### DATA LISTING:

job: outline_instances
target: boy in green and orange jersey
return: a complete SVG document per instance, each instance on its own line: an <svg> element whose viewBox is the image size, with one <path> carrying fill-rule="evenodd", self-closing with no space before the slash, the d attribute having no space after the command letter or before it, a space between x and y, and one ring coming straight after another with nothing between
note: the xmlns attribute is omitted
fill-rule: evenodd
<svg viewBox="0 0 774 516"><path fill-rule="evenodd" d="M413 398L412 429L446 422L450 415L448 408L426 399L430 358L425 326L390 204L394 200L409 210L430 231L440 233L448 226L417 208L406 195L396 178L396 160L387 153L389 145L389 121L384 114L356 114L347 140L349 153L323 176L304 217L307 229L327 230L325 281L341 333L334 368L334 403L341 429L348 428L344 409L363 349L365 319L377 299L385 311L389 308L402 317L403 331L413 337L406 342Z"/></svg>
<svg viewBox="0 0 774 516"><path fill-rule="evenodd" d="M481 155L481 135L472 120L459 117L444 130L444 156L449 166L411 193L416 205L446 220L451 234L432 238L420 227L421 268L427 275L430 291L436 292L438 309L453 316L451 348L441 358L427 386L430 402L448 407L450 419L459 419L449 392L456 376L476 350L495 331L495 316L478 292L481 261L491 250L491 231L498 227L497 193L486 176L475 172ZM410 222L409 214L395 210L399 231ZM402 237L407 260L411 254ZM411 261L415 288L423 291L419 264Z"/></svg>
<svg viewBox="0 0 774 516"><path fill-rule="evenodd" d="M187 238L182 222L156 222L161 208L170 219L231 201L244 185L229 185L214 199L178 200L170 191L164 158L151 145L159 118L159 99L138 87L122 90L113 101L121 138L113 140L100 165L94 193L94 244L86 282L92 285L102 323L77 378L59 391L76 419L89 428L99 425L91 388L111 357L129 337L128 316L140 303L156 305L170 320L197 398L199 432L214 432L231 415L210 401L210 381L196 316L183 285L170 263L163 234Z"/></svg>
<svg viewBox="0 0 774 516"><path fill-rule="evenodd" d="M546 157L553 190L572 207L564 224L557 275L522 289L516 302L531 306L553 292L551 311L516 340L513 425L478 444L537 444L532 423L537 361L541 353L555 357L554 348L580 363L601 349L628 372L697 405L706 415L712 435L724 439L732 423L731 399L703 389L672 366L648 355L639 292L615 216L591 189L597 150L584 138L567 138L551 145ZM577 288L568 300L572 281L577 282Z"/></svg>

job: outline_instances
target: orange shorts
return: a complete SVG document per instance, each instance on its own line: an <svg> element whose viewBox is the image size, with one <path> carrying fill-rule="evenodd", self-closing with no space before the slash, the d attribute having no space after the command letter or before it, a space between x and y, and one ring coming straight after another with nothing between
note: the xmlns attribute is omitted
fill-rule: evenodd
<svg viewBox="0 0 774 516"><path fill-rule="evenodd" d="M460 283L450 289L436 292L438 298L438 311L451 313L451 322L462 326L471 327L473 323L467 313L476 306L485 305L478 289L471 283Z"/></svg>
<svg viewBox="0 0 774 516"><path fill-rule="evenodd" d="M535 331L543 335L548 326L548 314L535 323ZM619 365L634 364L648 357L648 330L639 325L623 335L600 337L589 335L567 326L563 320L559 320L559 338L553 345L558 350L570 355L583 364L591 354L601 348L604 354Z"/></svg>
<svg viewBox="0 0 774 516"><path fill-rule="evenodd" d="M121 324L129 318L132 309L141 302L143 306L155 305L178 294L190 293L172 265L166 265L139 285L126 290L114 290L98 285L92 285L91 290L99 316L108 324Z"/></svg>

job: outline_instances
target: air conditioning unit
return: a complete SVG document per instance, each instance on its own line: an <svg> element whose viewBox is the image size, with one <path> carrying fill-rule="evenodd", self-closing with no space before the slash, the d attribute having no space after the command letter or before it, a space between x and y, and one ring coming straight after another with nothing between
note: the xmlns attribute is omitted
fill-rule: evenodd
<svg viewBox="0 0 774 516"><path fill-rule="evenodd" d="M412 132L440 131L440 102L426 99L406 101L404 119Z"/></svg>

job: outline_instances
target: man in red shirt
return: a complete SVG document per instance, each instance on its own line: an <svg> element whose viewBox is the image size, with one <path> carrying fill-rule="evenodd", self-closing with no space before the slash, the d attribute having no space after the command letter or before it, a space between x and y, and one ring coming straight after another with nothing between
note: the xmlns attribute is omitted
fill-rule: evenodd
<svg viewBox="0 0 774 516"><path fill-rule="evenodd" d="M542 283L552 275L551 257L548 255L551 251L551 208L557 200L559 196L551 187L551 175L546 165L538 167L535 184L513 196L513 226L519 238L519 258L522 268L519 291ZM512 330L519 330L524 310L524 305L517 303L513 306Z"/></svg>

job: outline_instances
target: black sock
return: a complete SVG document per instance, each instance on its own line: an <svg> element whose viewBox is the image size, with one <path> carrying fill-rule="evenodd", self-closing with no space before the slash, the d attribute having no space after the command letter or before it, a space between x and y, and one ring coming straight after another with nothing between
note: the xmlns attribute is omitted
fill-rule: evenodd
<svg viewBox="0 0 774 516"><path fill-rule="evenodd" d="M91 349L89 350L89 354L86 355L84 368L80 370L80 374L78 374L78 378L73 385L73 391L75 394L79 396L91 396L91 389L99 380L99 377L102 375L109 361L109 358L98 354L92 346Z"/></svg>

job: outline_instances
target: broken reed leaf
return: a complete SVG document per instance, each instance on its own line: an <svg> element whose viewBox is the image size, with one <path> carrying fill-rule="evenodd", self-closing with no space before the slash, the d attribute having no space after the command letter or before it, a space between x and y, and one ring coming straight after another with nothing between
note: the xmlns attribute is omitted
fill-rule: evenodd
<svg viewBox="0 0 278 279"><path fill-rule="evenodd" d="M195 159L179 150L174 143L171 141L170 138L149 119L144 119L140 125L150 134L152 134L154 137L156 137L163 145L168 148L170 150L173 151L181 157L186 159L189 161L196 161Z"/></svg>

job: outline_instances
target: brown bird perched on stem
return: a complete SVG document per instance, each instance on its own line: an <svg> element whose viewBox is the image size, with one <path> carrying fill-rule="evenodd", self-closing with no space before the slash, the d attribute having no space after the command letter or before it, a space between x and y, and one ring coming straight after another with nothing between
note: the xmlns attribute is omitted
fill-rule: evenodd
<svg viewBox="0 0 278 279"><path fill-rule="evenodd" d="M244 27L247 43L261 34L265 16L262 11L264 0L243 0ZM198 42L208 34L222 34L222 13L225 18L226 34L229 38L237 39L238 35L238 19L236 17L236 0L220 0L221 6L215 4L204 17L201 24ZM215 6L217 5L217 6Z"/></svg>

### SHORT TASK:
Copy out every line of the records above, changing nothing.

### EXERCISE ANSWER:
job: outline_instances
target: boy in green and orange jersey
return: a complete SVG document per instance, each instance on its own line: an <svg> element whose viewBox is the image size, with one <path> carrying fill-rule="evenodd", self-closing with no space before the slash, the d attribute having no space after the command letter or before it, a space between x and y, and one ring coming straight after another with nothing between
note: the xmlns attribute is omitted
fill-rule: evenodd
<svg viewBox="0 0 774 516"><path fill-rule="evenodd" d="M413 398L412 429L446 422L450 415L448 408L426 399L430 358L425 326L390 204L394 200L409 210L430 231L440 233L448 226L417 208L406 195L396 178L396 160L387 153L389 145L389 121L384 114L356 114L347 140L349 153L323 176L304 217L307 229L327 230L325 281L341 333L334 368L334 403L341 429L348 428L344 409L363 349L365 319L377 299L385 311L389 308L402 317L403 331L413 337L406 342Z"/></svg>
<svg viewBox="0 0 774 516"><path fill-rule="evenodd" d="M481 155L481 135L472 120L459 117L444 130L444 156L449 166L411 193L416 205L446 220L451 234L432 238L420 227L421 268L427 275L430 291L436 292L438 309L453 316L451 348L441 358L427 386L430 402L448 407L450 419L459 419L449 392L456 376L476 350L495 331L495 316L478 292L481 261L491 250L491 231L498 227L497 193L486 176L475 172ZM410 222L409 214L395 210L399 231ZM402 237L407 260L411 254ZM411 261L415 288L423 291L419 264Z"/></svg>
<svg viewBox="0 0 774 516"><path fill-rule="evenodd" d="M187 238L182 222L156 222L161 208L170 219L231 201L244 185L229 185L214 199L178 200L170 191L164 158L151 145L159 118L159 99L138 87L122 90L113 101L121 138L113 140L100 165L94 193L94 244L86 282L92 285L102 323L77 378L59 391L76 419L89 428L99 425L91 388L111 357L129 337L128 316L140 303L156 305L170 320L197 398L199 432L214 432L231 415L210 401L210 381L196 316L183 285L170 263L163 234Z"/></svg>
<svg viewBox="0 0 774 516"><path fill-rule="evenodd" d="M546 157L553 190L572 207L564 224L557 275L522 289L516 302L531 306L553 292L551 311L516 340L513 425L478 444L537 444L532 423L537 361L541 353L555 357L554 348L580 363L601 349L628 372L697 405L706 415L712 435L724 439L732 423L731 399L703 389L672 366L648 355L639 292L615 216L591 189L597 150L584 138L567 138L551 145ZM577 288L568 300L572 281L577 282Z"/></svg>

job: outline_instances
target: orange shorts
return: a complete SVG document per instance, each instance on its own line: an <svg> element whose viewBox is the image size, with one <path> carrying fill-rule="evenodd", self-closing with no space before the slash, the d attribute having no space after the command letter or before it, a space between x and y, and one ring coming straight after another with nothing between
note: the xmlns attribute is omitted
fill-rule: evenodd
<svg viewBox="0 0 774 516"><path fill-rule="evenodd" d="M460 283L450 289L436 292L438 298L438 311L451 313L451 322L462 326L471 327L473 323L467 313L476 306L485 305L478 289L471 283Z"/></svg>
<svg viewBox="0 0 774 516"><path fill-rule="evenodd" d="M535 331L543 335L548 326L548 314L535 323ZM619 365L634 364L648 357L648 330L639 325L623 335L600 337L589 335L567 326L563 320L559 320L559 338L553 345L558 350L570 355L583 364L591 354L601 348L604 354Z"/></svg>
<svg viewBox="0 0 774 516"><path fill-rule="evenodd" d="M121 324L129 318L132 309L141 302L143 306L155 305L178 294L190 293L172 265L166 265L139 285L126 290L114 290L98 285L92 285L91 290L99 316L108 324Z"/></svg>

job: outline_instances
target: air conditioning unit
return: a complete SVG document per instance, each instance on its own line: an <svg> element whose viewBox is the image size, with one <path> carrying fill-rule="evenodd", self-closing with no space before the slash, the d attribute having no space after the command letter or before it, a space between x and y, and one ring coming straight after another with nothing between
note: the xmlns attribute is omitted
fill-rule: evenodd
<svg viewBox="0 0 774 516"><path fill-rule="evenodd" d="M412 132L440 131L440 102L426 99L406 101L404 119Z"/></svg>

job: outline_instances
target: man in red shirt
return: a complete SVG document per instance, each instance on its own line: an <svg> element whose viewBox is the image size, with one <path> carrying fill-rule="evenodd", self-closing with no space before the slash, the d attribute having no space after the command letter or before it, a space between x and y, and one ring coming straight after another with nothing between
note: the xmlns attribute is omitted
fill-rule: evenodd
<svg viewBox="0 0 774 516"><path fill-rule="evenodd" d="M542 283L552 275L551 257L548 255L551 251L551 208L557 200L559 196L551 187L551 175L546 165L538 167L535 184L513 196L513 226L519 238L519 258L522 268L519 291ZM512 330L519 330L524 310L524 305L517 303L513 306Z"/></svg>

job: outline_instances
target: black sock
return: a complete SVG document per instance, each instance on its own line: an <svg> element whose viewBox is the image size, with one <path> carrying fill-rule="evenodd", self-closing with no space before the slash, the d attribute having no space after the command letter or before it, a space between x and y, and one ring coming straight after another with nothing between
note: the xmlns attribute is omitted
fill-rule: evenodd
<svg viewBox="0 0 774 516"><path fill-rule="evenodd" d="M91 349L89 350L89 354L86 355L84 368L80 370L80 374L78 374L78 378L73 385L73 391L75 394L79 396L91 396L91 389L99 380L99 377L102 375L109 361L109 358L98 354L92 346Z"/></svg>

job: outline_instances
target: broken reed leaf
return: a complete SVG document per instance, each instance on its own line: an <svg> element whose viewBox is the image size, with one <path> carrying fill-rule="evenodd", self-closing with no space before the slash, the d attribute having no space after the command letter or before it, a space between x and y, and one ring coming straight after another with nothing between
note: the xmlns attribute is omitted
fill-rule: evenodd
<svg viewBox="0 0 278 279"><path fill-rule="evenodd" d="M195 159L179 150L174 143L171 141L170 138L149 119L144 119L140 125L150 134L152 134L154 137L156 137L163 145L168 148L170 150L173 151L181 157L186 159L189 161L196 161Z"/></svg>

job: outline_instances
target: brown bird perched on stem
return: a complete SVG document per instance, each instance on its own line: an <svg> element whose viewBox is the image size, with one <path> carrying fill-rule="evenodd", self-closing with no space before the slash, the d attribute having no space after the command letter or before it, a space between x and y, and one ring coming straight after another with nothing between
note: the xmlns attribute is omitted
fill-rule: evenodd
<svg viewBox="0 0 278 279"><path fill-rule="evenodd" d="M244 27L247 43L261 34L265 16L262 11L264 0L243 0ZM198 42L208 34L222 34L222 13L225 18L226 34L229 38L237 39L238 35L238 19L236 17L236 0L220 0L221 6L215 4L204 17L201 24ZM215 6L217 5L217 6Z"/></svg>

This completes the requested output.